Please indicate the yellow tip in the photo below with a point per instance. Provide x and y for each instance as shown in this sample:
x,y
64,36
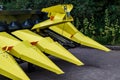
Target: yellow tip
x,y
84,40
10,68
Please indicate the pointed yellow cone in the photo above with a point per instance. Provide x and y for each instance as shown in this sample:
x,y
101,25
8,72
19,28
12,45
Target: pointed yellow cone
x,y
47,45
27,52
9,67
70,32
58,51
84,40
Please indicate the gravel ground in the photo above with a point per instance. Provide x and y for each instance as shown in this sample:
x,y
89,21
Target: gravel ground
x,y
99,65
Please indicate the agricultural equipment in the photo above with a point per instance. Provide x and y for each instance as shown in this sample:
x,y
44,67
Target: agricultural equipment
x,y
28,42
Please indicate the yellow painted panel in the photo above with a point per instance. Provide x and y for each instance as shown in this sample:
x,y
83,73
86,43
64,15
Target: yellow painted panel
x,y
10,68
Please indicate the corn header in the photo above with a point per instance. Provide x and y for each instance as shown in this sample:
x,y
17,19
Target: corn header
x,y
30,42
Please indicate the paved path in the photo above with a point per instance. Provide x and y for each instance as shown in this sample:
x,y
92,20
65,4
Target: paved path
x,y
99,65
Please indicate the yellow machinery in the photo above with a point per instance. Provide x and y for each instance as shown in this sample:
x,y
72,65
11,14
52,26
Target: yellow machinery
x,y
60,22
29,46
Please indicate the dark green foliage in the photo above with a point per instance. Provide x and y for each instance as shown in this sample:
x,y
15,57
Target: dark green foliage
x,y
98,19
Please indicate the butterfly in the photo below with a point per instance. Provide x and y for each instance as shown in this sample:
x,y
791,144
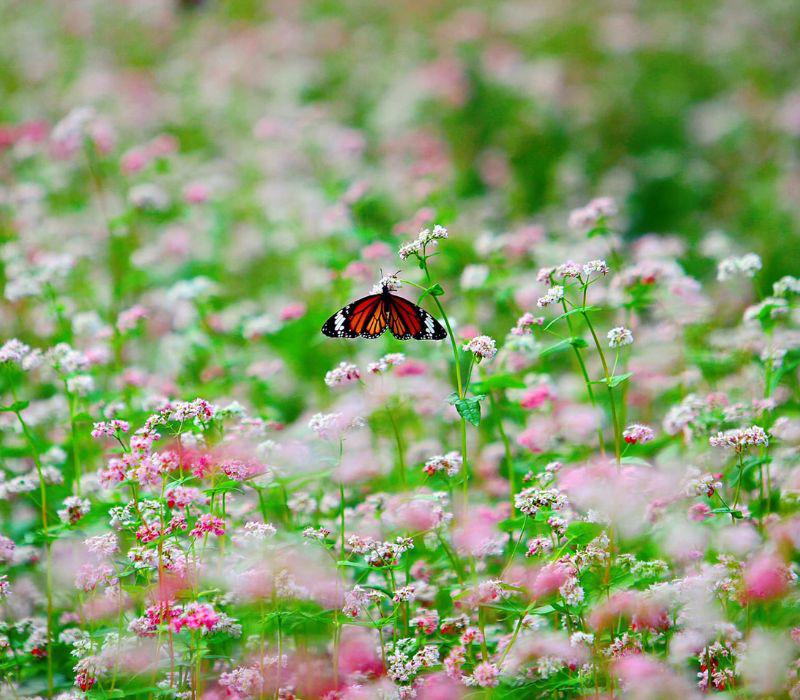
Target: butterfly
x,y
371,316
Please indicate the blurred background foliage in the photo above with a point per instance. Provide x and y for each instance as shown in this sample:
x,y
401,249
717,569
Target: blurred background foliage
x,y
688,113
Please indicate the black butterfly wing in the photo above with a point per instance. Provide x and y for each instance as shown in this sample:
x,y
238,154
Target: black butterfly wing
x,y
407,320
364,317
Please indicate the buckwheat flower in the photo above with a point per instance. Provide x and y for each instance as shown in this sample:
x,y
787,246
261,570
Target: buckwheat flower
x,y
210,524
110,428
587,217
7,548
531,500
74,509
427,622
180,497
544,274
333,426
638,434
129,318
344,373
405,594
389,283
258,531
449,463
358,600
776,307
103,545
90,576
66,359
598,267
80,385
746,265
619,337
786,286
702,484
148,196
237,470
483,347
474,276
567,270
554,296
426,238
539,545
485,675
318,534
195,616
386,363
14,351
244,681
525,324
408,249
740,438
199,410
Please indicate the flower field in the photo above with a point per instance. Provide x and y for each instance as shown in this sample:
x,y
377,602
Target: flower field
x,y
363,351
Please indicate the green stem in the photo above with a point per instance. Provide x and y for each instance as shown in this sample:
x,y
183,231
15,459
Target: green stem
x,y
611,399
506,451
461,387
48,554
585,373
740,463
401,458
76,465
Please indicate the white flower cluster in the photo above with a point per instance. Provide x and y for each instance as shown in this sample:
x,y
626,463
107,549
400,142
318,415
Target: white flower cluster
x,y
424,239
740,438
746,265
619,337
393,359
449,463
483,347
531,500
554,295
344,373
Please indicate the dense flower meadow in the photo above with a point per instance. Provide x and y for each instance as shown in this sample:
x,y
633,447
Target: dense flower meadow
x,y
589,488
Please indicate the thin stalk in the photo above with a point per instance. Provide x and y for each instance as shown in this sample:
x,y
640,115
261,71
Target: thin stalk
x,y
506,451
585,373
740,463
611,399
401,458
47,549
76,465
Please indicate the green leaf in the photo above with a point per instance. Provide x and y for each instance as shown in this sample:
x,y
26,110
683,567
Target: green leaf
x,y
15,407
737,514
434,290
469,407
635,460
582,533
576,310
498,381
618,379
563,345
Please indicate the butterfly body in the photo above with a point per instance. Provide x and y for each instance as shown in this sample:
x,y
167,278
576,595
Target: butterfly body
x,y
371,316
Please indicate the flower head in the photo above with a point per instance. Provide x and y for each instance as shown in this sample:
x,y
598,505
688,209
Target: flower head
x,y
619,337
483,347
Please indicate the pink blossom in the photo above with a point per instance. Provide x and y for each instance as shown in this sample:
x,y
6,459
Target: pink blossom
x,y
537,396
765,578
208,524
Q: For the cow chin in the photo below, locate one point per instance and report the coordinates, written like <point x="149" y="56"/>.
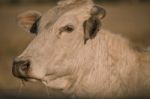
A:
<point x="57" y="83"/>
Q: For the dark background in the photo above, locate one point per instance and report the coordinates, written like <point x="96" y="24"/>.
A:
<point x="130" y="18"/>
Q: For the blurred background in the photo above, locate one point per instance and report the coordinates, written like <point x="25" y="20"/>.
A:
<point x="130" y="18"/>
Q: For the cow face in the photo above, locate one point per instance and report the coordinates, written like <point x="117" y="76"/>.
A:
<point x="54" y="56"/>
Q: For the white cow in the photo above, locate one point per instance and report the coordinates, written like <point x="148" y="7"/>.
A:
<point x="72" y="54"/>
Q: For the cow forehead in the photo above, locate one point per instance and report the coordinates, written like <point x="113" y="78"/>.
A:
<point x="54" y="14"/>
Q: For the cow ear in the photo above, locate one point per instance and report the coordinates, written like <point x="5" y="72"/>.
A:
<point x="93" y="24"/>
<point x="29" y="21"/>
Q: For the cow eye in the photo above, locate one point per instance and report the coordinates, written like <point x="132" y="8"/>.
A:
<point x="67" y="28"/>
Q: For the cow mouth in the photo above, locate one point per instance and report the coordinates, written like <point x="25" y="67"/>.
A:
<point x="30" y="79"/>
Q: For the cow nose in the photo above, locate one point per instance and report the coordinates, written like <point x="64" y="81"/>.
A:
<point x="20" y="68"/>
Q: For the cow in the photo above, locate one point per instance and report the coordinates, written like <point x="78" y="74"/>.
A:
<point x="73" y="54"/>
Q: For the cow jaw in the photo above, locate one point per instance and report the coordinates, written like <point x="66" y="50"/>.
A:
<point x="58" y="82"/>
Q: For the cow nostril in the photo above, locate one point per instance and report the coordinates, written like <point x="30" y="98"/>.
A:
<point x="25" y="66"/>
<point x="20" y="68"/>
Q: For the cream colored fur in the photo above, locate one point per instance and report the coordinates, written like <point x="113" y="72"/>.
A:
<point x="106" y="66"/>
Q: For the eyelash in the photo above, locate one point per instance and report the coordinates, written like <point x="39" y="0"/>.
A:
<point x="68" y="28"/>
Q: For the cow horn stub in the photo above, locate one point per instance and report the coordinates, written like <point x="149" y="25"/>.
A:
<point x="98" y="11"/>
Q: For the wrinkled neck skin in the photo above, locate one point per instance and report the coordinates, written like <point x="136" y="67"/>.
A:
<point x="106" y="66"/>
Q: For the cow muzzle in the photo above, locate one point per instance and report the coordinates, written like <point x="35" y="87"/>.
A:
<point x="21" y="68"/>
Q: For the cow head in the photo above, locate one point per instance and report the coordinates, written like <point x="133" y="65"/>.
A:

####################

Request
Arrange the records from the line containing "Q: For the cow horn" through the end of the records as a numbered list, omitting any blank lines.

Solution to the problem
1. Q: For the cow horn stub in the photo above, locate one point per instance and report the coordinates, written like <point x="149" y="25"/>.
2. A:
3. <point x="98" y="11"/>
4. Q: For the wrinkled neck skin in the photo above, locate one point per instance and report the coordinates, written like <point x="136" y="67"/>.
5. A:
6. <point x="106" y="66"/>
7. Q: For the cow muzzle in the photo above, locate one point per instance and report the coordinates, written like <point x="35" y="87"/>.
8. A:
9. <point x="21" y="68"/>
10. Q: For the cow head in the photo above, locate one point per instance and report the coordinates, written like <point x="133" y="65"/>.
11. A:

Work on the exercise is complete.